- **Work to do**
A. In the column about the sheriff's arrest, answer these:
(i) How old is Patrick J. Sullivan Jr. now?
(ii) What building does he now reside in?
(iii) How many bags of meth did he reportedly have on him when arrested?
B. Can you revise the column about the sheriff's arrest from "Patrick J. Sullivan Jr. is" up to and including "in Centennial, Colo.", replacing "Congress" with "the Senate"?

- **Source text**
◆ ◆ ◆ ◆ ◆ ◆ ◆

This is such a sad story. Not exactly tragic, but capable of promoting
apparently deep thoughts about the meaning of life.

Patrick J. Sullivan Jr. is now 68. Before he retired, he was one of
the most decorated sheriffs in the nation. He was voted sheriff of the
year by the National Sheriffs' Association. He was praised in
Congress. He was a legend in Centennial, Colo.

On Tuesday, he was arrested in a case in which he was charged with
offering methamphetamine in exchange for sex with someone described as
"a male acquaintance." He was taken away and now resides in the
building named after him, the Patrick J. Sullivan Jr. Detention Facility.

That is cold. Imagine sitting in a jail named after yourself,
wondering where, precisely, your life went wrong. Probably it went
wrong when the meth came into the picture, meth having that effect on
many lives. But who knows? The irony of it all is so cheap that he
should get a reduced sentence just for having to live with it.

Always assuming he gets convicted of anything. He could just get
counseling. He reportedly had two bags of meth on him when he was
arrested, each containing less than a gram. He wasn't a kingpin. He's
in his golden years.

And the first line of his obit has been rewritten. Sometimes that's a
good thing - your second Nobel Prize, for instance - but in this case,
not so fabulous.

Of course, maybe there's another explanation for the events as
reported by police. I am trying to think of what that explanation
might be, and failing, but that's what lawyers are for. Here's another
narrative strung with the same beads of fact; we hope you like this
one better.

But he had the bags of meth. He has a problem. Ordinary people do not
carry bags of meth. Meth heads have come up with interesting reasons
why this is not necessarily true, and denial is a river in Egypt. The
War on Some Drugs (WOSD) has not exactly gotten to the heart of the
meth problem.

Maybe because the people most affected by it are people who are not
likely to vote. Just a guess.

But the feds are really all over that marijuana thing. Despite
evidence and testimony from numerous people who know stuff, the
Justice Department of the Obama administration has decided to keep the
heat on marijuana growers and sellers, no matter what the local laws.

◆ ◆ ◆ ◆ ◆ ◆ ◆

- **Provided records**
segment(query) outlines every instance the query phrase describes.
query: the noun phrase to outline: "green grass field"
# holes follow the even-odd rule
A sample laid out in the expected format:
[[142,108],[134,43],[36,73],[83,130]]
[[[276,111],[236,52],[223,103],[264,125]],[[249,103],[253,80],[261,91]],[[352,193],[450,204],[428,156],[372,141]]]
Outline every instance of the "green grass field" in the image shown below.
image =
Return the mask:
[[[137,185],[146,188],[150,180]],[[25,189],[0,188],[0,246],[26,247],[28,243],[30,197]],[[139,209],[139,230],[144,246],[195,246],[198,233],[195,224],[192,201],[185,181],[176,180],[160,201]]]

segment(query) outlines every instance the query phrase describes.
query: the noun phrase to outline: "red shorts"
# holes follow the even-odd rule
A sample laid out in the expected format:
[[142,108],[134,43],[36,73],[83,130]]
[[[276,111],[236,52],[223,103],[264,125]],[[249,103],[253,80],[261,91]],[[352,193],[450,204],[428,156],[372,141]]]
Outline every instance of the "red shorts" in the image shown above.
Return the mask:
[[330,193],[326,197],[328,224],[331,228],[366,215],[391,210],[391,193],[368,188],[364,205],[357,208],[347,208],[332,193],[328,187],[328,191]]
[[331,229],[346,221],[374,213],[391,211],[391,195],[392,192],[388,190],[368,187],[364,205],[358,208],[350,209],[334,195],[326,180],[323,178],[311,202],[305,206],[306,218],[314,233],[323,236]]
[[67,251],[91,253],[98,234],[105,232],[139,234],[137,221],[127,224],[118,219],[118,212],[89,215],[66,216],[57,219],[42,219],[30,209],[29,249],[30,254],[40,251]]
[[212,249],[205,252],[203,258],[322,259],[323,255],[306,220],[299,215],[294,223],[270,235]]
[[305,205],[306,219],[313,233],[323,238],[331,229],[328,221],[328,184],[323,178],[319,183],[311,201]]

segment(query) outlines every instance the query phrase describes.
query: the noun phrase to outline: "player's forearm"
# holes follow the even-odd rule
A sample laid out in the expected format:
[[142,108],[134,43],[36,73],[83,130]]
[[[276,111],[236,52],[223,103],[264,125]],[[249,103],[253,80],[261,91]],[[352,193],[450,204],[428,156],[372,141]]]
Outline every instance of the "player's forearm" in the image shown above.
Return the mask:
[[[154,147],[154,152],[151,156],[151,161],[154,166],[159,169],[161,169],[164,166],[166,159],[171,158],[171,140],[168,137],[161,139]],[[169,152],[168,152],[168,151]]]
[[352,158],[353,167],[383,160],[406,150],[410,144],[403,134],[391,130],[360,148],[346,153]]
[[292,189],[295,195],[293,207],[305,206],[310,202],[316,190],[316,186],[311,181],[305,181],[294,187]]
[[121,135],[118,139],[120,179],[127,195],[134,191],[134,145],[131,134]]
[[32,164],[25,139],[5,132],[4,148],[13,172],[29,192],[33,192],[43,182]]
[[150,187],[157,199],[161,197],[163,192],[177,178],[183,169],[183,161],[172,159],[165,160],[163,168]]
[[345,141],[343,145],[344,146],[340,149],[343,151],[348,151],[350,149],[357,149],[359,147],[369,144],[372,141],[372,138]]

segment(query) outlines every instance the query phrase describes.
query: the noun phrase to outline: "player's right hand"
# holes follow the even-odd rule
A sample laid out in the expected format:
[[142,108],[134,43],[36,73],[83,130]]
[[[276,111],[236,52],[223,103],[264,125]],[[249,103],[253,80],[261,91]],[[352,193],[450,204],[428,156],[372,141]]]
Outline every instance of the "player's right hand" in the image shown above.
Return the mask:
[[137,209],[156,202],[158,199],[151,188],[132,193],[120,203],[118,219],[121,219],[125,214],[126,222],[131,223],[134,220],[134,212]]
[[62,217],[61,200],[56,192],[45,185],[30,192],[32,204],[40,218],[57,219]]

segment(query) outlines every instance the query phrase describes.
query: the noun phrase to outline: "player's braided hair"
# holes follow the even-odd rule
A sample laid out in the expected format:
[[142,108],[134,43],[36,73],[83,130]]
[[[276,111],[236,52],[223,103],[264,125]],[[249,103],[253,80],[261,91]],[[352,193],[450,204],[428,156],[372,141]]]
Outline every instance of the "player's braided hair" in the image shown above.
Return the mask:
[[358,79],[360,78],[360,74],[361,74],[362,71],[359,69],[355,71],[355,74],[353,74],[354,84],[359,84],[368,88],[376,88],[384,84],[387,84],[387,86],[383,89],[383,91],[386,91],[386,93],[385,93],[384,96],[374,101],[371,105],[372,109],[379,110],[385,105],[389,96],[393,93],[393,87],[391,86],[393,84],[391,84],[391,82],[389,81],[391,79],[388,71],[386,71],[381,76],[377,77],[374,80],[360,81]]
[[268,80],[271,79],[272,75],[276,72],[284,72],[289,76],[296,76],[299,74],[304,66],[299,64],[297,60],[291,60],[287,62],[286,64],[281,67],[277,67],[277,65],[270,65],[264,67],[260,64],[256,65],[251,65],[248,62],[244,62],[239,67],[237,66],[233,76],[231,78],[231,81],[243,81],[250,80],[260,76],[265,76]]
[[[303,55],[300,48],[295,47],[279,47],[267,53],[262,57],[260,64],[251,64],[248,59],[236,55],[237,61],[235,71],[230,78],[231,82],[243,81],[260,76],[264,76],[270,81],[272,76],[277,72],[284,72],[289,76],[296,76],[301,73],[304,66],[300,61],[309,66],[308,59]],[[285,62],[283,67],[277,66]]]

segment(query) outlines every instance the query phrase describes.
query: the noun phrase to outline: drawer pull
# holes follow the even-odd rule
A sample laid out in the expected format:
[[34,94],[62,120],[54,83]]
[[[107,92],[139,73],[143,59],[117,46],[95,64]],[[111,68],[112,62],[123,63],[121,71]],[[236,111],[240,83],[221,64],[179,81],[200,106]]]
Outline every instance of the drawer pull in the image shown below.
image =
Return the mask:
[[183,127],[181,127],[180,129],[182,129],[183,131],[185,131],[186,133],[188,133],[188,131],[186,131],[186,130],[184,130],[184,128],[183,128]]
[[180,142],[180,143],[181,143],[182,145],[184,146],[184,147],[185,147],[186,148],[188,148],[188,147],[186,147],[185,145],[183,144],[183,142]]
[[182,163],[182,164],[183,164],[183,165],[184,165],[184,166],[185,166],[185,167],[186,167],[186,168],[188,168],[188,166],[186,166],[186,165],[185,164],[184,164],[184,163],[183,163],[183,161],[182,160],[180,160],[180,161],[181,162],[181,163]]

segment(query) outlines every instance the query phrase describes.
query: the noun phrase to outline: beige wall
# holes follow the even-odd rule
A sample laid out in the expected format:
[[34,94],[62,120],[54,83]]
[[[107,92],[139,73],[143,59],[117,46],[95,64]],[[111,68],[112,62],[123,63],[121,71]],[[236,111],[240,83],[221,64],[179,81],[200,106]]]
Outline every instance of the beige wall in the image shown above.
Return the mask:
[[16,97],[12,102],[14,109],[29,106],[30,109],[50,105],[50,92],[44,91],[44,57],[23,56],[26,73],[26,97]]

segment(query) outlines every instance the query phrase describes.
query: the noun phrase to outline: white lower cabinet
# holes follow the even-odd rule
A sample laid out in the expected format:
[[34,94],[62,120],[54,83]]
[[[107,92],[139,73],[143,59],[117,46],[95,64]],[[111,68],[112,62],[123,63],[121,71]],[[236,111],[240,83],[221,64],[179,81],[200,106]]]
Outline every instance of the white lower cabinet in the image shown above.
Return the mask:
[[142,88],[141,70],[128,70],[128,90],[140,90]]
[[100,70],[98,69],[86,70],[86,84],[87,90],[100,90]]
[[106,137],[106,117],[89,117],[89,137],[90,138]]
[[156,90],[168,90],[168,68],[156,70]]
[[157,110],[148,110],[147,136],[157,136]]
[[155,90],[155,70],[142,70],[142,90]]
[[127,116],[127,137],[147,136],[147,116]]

◆ ◆ ◆ ◆ ◆ ◆ ◆

- **List of solutions**
A.
(i) 68
(ii) The Patrick J. Sullivan Jr. Detention Facility
(iii) Two bags, each containing less than a gram

B.
Patrick J. Sullivan Jr. is now 68. Before he retired, he was one of
the most decorated sheriffs in the nation. He was voted sheriff of the
year by the National Sheriffs' Association. He was praised in
the Senate. He was a legend in Centennial, Colo.